(Beginning of Records supplied)

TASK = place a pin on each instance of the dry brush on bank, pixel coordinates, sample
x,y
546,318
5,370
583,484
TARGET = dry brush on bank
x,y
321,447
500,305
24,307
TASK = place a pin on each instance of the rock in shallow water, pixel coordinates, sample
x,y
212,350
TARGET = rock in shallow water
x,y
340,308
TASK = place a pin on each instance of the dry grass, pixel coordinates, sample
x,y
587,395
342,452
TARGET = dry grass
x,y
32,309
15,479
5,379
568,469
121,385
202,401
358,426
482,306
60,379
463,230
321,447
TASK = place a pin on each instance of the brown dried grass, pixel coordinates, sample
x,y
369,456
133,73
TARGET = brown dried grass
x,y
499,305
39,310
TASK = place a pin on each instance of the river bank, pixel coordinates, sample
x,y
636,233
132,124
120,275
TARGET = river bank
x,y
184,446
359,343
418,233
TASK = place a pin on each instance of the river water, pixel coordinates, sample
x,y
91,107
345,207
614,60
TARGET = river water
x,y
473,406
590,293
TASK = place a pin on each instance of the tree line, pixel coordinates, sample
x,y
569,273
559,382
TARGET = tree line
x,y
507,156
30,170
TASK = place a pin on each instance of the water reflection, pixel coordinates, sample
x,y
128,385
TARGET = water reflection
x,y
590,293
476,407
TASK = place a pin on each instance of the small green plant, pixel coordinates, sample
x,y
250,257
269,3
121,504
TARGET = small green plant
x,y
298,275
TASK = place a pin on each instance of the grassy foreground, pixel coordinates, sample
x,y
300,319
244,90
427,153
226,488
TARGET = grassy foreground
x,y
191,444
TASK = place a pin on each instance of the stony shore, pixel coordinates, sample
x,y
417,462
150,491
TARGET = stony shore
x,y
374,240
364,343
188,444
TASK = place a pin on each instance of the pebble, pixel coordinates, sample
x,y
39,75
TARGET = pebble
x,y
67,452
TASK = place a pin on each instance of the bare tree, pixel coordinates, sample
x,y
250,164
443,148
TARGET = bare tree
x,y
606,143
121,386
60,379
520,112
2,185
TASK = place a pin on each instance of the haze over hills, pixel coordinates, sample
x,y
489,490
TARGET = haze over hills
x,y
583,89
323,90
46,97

(End of Records supplied)

All of the entries above should be output exactly as they are.

TASK = place a pin on each instance of the dry brush on bank, pixel coordinates, sample
x,y
546,318
5,370
583,484
TARGET = dry brush on bank
x,y
321,447
500,305
24,307
TASK = place a pin on each instance of the rock in shallow water, pixel coordinates, sample
x,y
212,350
TARGET = rock in shallow water
x,y
340,308
TASK = place a pin on each instance of the dry grass, pixel coordinates, sample
x,y
587,395
342,452
TARGET = dry grass
x,y
32,309
15,479
5,379
568,469
121,385
202,401
358,426
482,306
60,379
463,230
321,447
TASK = place a pin on each instance of the brown dried grass, pixel coordinates, sample
x,y
369,456
133,73
TARGET = brown dried grass
x,y
499,305
39,310
TASK = place a pin on each instance of the river bank, pixel coordinates, sample
x,y
636,233
132,124
120,275
TARGET = river bank
x,y
184,446
359,343
418,233
TASK = place a pin on each instance of the river water, pixel coordinates, sample
x,y
91,107
345,207
614,60
TARGET = river water
x,y
473,406
590,293
TASK = place a pin on each instance of the tree line, pixel coordinates, sample
x,y
569,273
559,382
TARGET = tree line
x,y
507,156
30,170
TASK = place a pin on each instance of the water reflection, pixel coordinates, sample
x,y
128,385
TARGET = water reflection
x,y
590,293
476,407
TASK = place a pin on each instance of the small green plant, pixel coordinates, sample
x,y
250,257
269,3
121,504
TARGET = small green plant
x,y
298,275
TASK = place a pin on each instance of the grassy foreground, pixel coordinates, sample
x,y
300,319
244,90
427,153
226,488
TARGET = grassy foreground
x,y
191,444
TASK = place a pin on each instance of the stony shore, pixel coordinates, sample
x,y
417,462
150,491
TARGET = stony shore
x,y
374,240
364,343
188,444
TASK = place a pin on each instance of the pebble, pixel coordinates, sample
x,y
39,75
TARGET = pebble
x,y
67,452
TASK = place a pin on each instance of the bare tree, pixel coordinates, sample
x,y
250,164
443,148
TARGET = bare tree
x,y
606,143
121,386
60,379
520,112
2,185
TASK = place a pin on each instance of the haze over hills, pixel coordinates, sample
x,y
489,490
TARGET = haze over hills
x,y
583,89
323,90
46,97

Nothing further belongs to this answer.